EXERCISE PROMPT →
Gather every line of the rows below that contains the word "water" and list those lines.

TASK DATA →
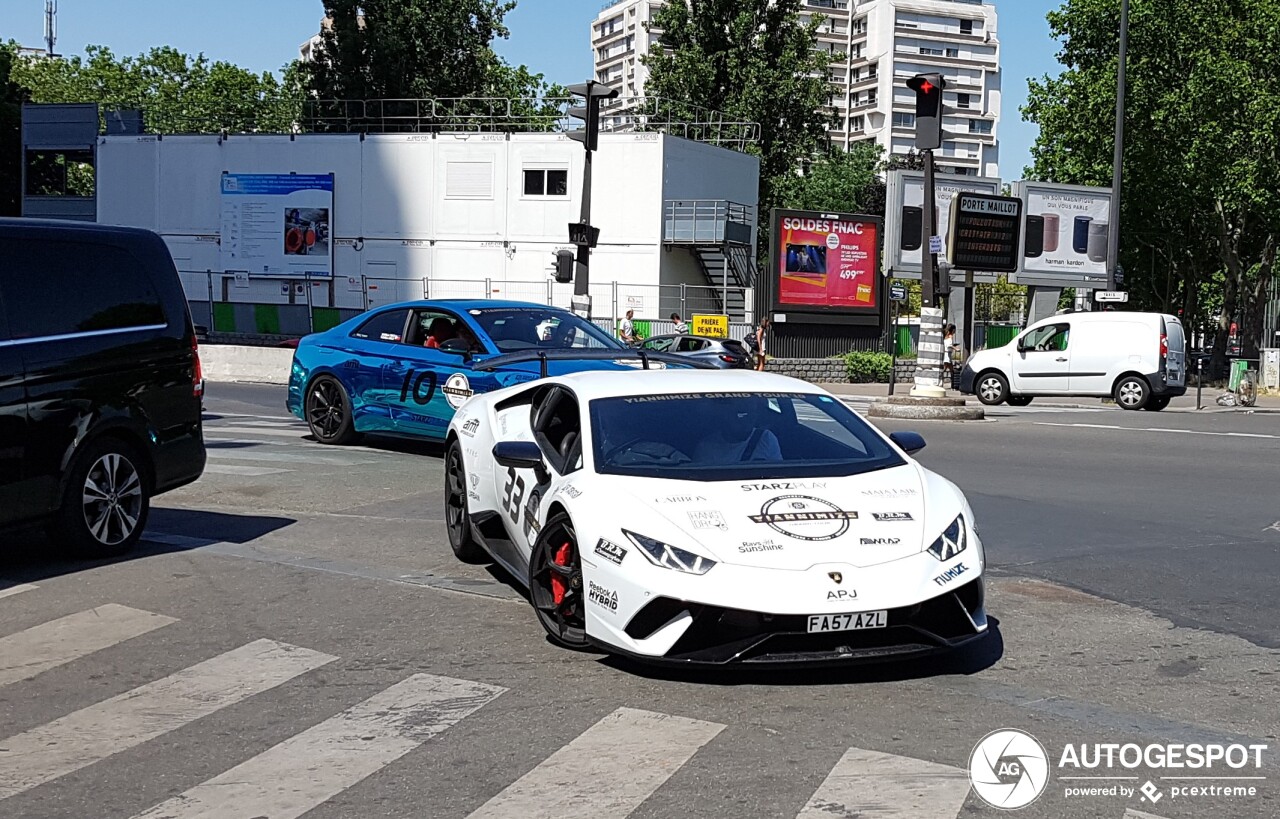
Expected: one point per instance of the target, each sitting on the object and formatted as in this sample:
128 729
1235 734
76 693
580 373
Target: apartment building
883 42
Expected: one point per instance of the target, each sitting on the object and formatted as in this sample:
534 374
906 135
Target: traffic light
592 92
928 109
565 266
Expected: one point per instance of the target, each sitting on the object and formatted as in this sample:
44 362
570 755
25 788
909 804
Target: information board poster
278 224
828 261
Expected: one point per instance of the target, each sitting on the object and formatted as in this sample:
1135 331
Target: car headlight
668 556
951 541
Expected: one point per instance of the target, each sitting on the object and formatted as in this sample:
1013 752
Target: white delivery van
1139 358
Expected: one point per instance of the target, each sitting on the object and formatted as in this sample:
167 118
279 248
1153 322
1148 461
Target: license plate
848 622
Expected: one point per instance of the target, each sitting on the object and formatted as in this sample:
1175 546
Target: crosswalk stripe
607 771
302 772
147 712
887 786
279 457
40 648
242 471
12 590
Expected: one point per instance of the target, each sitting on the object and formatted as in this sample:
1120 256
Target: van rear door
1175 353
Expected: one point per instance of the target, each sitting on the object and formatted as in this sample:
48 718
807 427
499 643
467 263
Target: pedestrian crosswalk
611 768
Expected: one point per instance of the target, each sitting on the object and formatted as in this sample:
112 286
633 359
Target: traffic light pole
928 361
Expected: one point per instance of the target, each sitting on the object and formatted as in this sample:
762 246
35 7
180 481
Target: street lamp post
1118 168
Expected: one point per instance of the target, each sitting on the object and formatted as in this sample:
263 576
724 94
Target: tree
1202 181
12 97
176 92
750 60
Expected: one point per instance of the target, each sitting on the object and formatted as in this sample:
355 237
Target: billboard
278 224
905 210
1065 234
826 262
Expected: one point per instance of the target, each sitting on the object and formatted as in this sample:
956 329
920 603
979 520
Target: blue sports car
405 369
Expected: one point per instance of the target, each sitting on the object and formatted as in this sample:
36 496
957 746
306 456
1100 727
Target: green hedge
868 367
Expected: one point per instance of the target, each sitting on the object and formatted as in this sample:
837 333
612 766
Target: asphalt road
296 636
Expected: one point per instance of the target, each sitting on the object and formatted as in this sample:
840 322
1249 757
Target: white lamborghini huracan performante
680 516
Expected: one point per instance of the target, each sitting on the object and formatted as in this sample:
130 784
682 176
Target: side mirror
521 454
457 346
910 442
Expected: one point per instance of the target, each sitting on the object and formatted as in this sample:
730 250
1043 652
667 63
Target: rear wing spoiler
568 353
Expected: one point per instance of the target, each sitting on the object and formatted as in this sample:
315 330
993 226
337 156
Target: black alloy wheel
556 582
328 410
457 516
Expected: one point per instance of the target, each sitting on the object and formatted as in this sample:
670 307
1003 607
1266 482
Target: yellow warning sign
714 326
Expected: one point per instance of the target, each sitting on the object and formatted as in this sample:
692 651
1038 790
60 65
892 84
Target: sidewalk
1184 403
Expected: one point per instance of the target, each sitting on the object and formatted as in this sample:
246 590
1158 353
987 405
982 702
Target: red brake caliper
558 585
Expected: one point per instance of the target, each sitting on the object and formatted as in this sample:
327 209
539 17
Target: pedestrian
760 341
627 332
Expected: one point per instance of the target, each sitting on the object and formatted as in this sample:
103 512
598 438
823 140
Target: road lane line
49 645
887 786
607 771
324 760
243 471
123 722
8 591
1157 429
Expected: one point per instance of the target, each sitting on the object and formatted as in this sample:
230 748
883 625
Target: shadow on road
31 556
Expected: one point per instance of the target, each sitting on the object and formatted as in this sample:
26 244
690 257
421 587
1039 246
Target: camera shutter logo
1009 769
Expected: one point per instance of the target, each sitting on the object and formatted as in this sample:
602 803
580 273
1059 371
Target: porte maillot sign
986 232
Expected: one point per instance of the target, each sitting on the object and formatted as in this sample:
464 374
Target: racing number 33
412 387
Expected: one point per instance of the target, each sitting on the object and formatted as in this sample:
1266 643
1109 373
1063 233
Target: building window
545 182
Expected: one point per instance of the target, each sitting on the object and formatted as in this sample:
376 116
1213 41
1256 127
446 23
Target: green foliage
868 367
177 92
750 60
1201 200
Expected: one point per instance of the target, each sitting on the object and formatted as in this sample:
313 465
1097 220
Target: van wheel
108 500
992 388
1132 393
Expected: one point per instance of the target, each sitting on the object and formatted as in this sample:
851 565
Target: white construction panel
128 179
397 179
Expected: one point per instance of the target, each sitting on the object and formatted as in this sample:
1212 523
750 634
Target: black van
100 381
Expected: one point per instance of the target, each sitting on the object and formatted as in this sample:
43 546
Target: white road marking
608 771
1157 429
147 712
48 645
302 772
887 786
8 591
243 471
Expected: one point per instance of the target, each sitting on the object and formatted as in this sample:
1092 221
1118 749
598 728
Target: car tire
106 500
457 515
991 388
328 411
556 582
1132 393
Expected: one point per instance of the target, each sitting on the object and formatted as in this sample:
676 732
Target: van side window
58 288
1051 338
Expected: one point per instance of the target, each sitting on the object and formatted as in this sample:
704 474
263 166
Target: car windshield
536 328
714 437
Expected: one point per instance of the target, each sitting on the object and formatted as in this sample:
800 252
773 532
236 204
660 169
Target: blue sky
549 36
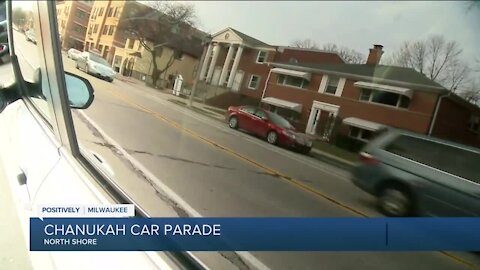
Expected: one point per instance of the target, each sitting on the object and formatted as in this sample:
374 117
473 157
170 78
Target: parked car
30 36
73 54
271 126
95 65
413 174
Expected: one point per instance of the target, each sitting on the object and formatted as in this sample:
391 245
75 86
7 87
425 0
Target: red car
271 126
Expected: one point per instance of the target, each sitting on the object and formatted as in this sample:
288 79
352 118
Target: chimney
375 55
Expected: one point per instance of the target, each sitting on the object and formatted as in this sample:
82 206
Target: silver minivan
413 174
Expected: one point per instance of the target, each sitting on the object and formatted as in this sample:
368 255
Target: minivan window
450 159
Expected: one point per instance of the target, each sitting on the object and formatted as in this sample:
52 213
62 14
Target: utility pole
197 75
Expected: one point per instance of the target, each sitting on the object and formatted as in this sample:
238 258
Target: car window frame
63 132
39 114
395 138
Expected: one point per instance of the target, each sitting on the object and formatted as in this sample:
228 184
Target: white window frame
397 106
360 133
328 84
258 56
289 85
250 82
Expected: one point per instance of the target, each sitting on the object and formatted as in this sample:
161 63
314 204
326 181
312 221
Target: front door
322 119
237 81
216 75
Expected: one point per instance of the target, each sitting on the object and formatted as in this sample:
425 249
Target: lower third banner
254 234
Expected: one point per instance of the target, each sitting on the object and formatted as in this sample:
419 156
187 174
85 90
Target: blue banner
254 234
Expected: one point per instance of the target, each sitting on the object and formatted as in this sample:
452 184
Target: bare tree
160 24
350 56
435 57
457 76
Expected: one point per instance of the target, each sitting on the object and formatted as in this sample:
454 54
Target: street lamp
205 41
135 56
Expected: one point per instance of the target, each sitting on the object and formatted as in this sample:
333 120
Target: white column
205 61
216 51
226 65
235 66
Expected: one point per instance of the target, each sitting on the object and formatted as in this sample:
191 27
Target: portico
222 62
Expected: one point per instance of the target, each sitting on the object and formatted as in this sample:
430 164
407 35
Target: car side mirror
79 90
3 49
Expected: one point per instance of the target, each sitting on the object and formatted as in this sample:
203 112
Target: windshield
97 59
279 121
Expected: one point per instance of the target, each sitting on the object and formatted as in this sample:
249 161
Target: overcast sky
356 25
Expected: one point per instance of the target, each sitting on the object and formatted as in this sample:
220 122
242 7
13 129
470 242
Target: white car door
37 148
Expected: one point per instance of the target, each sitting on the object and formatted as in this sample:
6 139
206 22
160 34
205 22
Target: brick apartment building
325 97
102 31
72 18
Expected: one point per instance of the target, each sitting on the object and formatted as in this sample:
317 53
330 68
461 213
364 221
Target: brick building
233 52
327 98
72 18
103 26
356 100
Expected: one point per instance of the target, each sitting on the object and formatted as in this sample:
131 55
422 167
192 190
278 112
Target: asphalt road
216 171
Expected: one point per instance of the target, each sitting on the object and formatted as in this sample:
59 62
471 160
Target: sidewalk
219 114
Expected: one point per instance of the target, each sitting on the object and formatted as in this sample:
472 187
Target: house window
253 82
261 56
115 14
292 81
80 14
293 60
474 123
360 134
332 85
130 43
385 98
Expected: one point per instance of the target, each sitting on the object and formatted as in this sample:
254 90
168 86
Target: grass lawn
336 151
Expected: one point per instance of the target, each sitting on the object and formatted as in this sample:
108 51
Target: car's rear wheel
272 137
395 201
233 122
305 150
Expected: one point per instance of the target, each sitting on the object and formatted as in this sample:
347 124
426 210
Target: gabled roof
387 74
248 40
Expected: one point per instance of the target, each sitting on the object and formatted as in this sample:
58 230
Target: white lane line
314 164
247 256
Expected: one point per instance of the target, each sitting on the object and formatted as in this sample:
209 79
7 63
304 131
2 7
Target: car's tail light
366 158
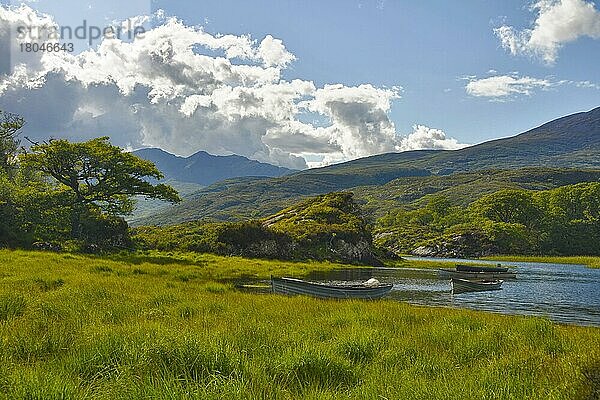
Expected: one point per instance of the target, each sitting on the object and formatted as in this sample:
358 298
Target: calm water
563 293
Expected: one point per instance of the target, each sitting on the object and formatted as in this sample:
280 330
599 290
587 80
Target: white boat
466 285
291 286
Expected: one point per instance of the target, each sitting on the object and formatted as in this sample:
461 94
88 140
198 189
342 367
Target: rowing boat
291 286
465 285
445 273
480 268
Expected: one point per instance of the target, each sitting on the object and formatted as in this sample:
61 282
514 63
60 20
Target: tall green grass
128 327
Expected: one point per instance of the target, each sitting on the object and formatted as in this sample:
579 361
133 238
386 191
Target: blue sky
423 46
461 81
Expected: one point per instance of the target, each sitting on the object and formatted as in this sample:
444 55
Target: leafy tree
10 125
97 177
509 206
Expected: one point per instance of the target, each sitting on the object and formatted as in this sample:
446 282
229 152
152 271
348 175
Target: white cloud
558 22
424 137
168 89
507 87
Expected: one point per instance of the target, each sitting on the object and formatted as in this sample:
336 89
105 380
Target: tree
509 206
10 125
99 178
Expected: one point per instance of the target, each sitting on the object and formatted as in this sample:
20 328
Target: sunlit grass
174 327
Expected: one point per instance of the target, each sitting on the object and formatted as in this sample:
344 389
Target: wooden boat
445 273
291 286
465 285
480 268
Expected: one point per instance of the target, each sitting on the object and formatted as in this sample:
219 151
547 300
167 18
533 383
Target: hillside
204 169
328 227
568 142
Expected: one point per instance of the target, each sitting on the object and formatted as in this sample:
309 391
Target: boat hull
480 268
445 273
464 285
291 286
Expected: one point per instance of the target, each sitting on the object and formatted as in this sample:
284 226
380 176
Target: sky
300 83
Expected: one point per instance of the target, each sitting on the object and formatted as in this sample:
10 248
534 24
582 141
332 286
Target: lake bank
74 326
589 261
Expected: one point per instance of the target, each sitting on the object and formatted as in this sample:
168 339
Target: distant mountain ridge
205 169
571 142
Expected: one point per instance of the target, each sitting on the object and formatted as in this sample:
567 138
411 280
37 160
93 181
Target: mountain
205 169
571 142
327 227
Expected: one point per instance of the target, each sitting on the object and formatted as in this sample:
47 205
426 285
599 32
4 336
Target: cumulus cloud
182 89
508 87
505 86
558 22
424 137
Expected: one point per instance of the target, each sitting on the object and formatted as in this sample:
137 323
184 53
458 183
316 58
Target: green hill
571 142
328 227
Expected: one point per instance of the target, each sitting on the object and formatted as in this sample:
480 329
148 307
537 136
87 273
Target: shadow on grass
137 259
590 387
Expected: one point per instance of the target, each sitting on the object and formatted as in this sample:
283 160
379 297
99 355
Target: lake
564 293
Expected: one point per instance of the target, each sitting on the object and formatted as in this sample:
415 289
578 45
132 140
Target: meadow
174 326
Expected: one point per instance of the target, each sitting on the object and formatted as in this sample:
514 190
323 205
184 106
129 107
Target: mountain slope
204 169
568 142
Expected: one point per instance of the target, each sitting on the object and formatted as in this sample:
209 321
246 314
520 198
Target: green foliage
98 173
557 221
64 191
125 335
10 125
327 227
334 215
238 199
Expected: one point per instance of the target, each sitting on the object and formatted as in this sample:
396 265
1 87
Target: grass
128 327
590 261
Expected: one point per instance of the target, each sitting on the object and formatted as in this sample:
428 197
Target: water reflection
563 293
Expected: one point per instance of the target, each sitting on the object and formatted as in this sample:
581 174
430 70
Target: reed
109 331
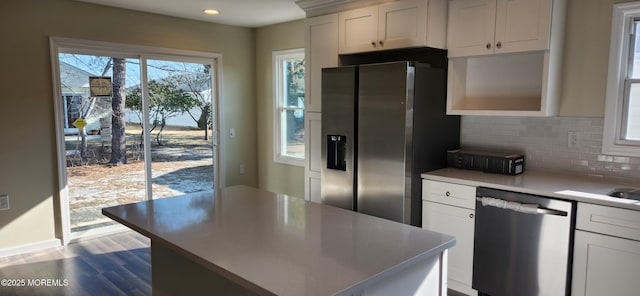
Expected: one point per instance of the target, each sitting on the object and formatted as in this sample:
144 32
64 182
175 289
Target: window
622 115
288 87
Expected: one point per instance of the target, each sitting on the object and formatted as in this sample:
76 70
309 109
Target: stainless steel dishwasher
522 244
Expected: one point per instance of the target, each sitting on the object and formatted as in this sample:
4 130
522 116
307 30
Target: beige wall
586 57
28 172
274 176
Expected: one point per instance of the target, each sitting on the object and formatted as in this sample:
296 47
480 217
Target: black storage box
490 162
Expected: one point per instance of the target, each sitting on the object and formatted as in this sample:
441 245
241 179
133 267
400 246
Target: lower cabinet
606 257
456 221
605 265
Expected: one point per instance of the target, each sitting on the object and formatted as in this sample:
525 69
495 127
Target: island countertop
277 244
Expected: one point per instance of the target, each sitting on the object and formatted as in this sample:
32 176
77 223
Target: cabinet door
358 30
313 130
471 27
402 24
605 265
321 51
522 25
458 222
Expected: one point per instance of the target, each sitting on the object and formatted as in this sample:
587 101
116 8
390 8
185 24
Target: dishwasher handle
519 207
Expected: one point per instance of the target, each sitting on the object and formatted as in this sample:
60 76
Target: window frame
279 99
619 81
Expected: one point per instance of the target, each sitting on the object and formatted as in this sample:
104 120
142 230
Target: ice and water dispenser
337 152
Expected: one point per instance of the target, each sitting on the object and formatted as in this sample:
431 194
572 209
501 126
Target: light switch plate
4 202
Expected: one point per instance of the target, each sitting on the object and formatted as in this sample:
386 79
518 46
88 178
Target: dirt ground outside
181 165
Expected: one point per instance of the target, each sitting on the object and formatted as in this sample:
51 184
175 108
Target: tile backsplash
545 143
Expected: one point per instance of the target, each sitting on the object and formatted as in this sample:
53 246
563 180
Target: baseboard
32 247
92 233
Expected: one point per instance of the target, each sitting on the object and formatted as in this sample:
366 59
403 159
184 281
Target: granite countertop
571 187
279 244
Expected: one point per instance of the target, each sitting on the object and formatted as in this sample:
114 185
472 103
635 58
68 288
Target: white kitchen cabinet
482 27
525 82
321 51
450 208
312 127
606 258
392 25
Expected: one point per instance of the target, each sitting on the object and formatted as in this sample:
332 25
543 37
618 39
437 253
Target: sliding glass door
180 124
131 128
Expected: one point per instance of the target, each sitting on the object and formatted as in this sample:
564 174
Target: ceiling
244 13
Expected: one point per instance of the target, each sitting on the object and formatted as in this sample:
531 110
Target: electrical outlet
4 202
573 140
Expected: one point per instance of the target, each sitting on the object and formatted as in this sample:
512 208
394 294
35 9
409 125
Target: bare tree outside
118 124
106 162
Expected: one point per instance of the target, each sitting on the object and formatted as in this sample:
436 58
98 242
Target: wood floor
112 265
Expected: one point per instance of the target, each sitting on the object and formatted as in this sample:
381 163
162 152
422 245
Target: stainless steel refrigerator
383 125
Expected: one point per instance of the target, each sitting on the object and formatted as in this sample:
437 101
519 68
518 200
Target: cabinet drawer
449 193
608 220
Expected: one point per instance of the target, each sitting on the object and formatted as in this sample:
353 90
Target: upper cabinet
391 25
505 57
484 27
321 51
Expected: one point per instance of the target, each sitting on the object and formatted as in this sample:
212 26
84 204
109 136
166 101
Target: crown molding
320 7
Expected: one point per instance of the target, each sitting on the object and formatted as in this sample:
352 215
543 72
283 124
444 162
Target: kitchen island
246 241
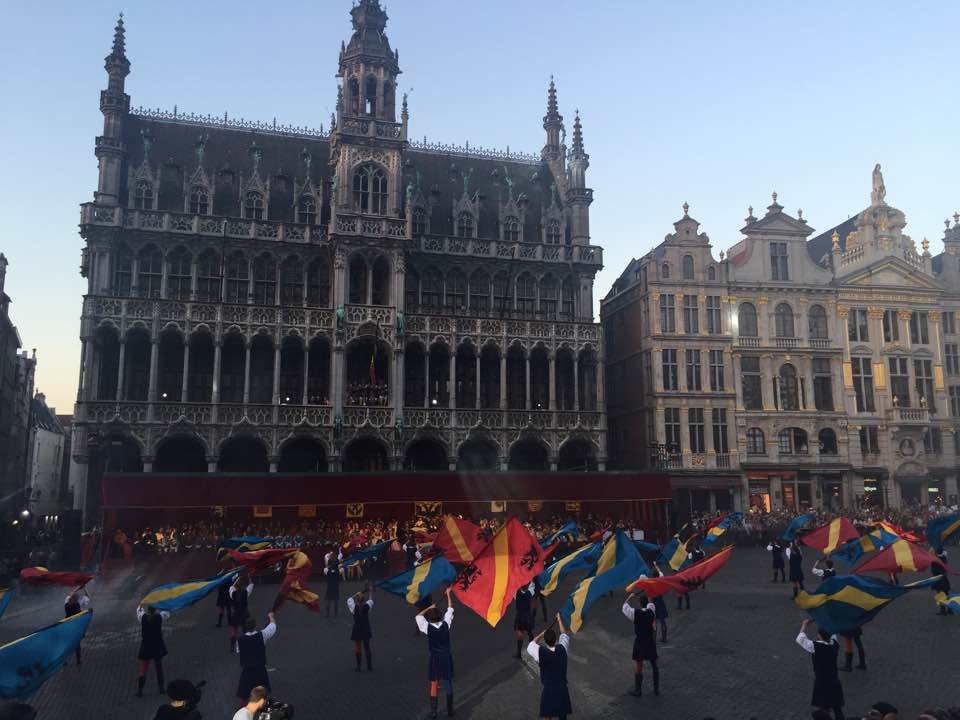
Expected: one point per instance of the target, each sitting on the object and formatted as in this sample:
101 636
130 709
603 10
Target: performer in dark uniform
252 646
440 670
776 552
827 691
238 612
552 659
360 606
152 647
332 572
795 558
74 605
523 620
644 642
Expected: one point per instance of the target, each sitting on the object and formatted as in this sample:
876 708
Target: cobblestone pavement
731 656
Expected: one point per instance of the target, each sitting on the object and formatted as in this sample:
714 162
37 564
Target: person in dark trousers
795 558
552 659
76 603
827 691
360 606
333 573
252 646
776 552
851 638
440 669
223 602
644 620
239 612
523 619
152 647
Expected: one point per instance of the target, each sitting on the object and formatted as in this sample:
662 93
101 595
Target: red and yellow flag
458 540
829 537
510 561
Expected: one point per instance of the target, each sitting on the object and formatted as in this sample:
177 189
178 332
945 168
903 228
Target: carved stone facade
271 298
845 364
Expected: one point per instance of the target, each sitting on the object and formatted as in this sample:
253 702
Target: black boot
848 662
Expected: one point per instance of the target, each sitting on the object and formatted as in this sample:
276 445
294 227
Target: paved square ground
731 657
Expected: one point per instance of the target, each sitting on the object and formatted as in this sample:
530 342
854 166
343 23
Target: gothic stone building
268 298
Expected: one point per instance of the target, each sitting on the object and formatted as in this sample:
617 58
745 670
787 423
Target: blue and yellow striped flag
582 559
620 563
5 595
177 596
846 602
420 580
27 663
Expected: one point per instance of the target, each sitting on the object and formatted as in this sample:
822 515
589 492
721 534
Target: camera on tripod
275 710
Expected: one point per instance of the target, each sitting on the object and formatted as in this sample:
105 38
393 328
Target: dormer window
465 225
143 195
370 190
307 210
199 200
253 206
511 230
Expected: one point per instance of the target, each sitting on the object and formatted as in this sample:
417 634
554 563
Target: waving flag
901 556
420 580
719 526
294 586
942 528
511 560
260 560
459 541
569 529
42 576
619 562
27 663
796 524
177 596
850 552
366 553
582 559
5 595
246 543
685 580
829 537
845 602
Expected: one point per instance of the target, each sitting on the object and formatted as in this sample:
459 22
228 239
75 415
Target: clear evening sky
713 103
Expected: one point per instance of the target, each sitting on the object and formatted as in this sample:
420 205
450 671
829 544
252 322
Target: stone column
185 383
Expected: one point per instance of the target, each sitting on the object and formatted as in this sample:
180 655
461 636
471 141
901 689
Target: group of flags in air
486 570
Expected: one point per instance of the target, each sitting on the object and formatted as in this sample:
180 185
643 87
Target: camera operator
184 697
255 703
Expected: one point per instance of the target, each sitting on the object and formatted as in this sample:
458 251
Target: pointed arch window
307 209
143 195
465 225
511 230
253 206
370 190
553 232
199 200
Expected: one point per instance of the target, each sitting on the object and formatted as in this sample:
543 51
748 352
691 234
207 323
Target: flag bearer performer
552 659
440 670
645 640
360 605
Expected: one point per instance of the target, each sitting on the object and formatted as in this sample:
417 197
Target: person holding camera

THE COMPLETED TASK →
Target: calm water
Target: water reflection
Target: ice and water dispenser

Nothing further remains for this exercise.